PROBLEM TO WORK ON - Your job is to set down the stretch of entries that opens with the line containing "Target: paved walkway" and closes with the line containing "the street lamp". Keep both end lines, copy each exactly, and add nothing.

Point localization data -
__________
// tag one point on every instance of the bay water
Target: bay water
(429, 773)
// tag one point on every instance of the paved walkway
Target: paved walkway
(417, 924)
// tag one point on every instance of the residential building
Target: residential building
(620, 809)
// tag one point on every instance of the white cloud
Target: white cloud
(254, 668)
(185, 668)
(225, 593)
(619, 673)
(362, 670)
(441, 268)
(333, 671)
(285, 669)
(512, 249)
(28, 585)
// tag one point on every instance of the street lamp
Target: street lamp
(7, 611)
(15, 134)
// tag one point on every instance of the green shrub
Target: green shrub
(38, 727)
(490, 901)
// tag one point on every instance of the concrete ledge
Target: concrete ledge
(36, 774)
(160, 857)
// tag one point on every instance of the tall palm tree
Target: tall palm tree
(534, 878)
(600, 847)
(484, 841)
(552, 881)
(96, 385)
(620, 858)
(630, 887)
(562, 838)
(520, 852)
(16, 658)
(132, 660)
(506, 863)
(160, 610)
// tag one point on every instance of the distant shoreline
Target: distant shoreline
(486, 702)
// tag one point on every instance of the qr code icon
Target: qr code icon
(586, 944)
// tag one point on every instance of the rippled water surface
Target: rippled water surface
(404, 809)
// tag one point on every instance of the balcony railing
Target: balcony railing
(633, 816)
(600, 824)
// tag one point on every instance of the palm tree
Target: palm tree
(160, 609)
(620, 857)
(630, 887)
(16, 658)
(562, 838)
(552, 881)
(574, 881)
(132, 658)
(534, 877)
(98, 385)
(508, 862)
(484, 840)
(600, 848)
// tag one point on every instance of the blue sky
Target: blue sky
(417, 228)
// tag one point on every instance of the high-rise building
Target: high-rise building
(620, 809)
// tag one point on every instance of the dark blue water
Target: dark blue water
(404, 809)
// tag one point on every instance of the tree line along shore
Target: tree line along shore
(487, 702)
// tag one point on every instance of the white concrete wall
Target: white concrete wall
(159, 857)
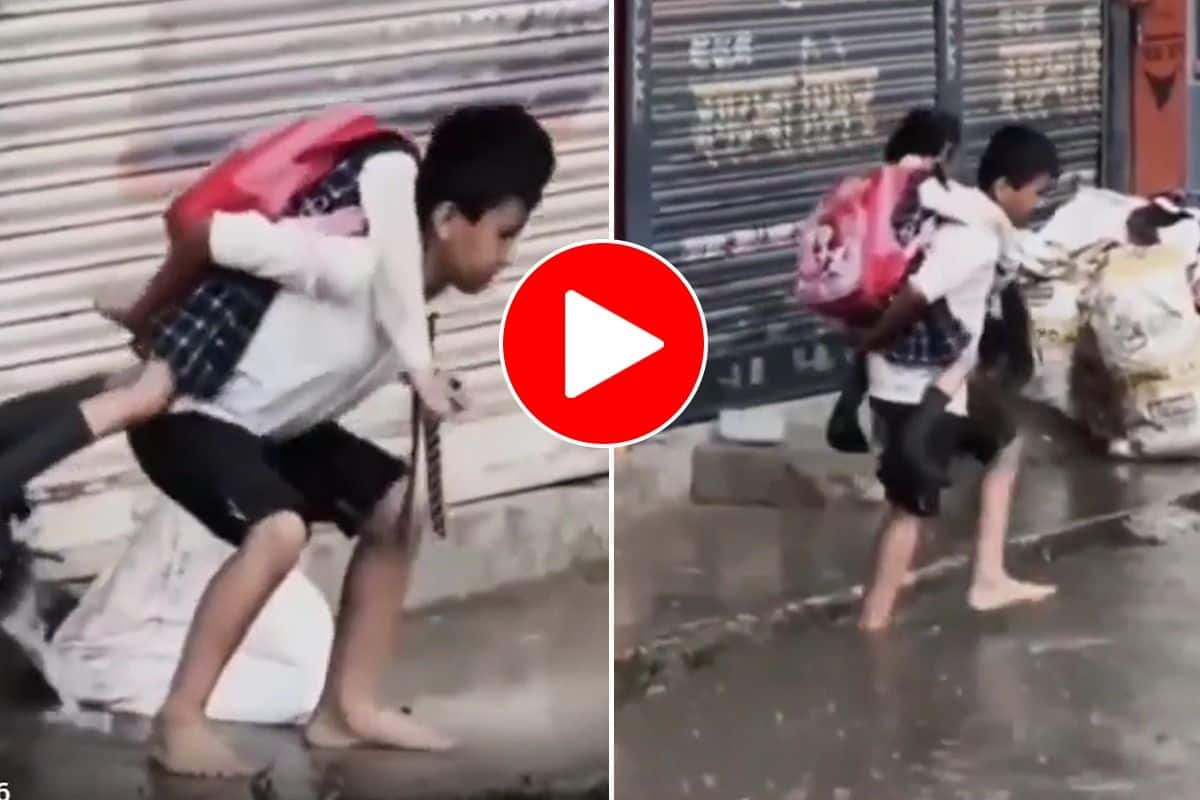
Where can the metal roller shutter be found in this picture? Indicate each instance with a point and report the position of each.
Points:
(1038, 62)
(754, 109)
(106, 108)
__________
RESPONSE FOR THIS EXERCISE -
Target: paved walkway
(417, 924)
// tag one point on every instance of the residential building
Target: residential building
(620, 809)
// tag one point on every instance of the white cloud
Target: white cloud
(254, 668)
(185, 668)
(225, 593)
(619, 673)
(362, 670)
(441, 268)
(333, 671)
(285, 669)
(512, 249)
(28, 585)
// tag one point on every instance of the street lamp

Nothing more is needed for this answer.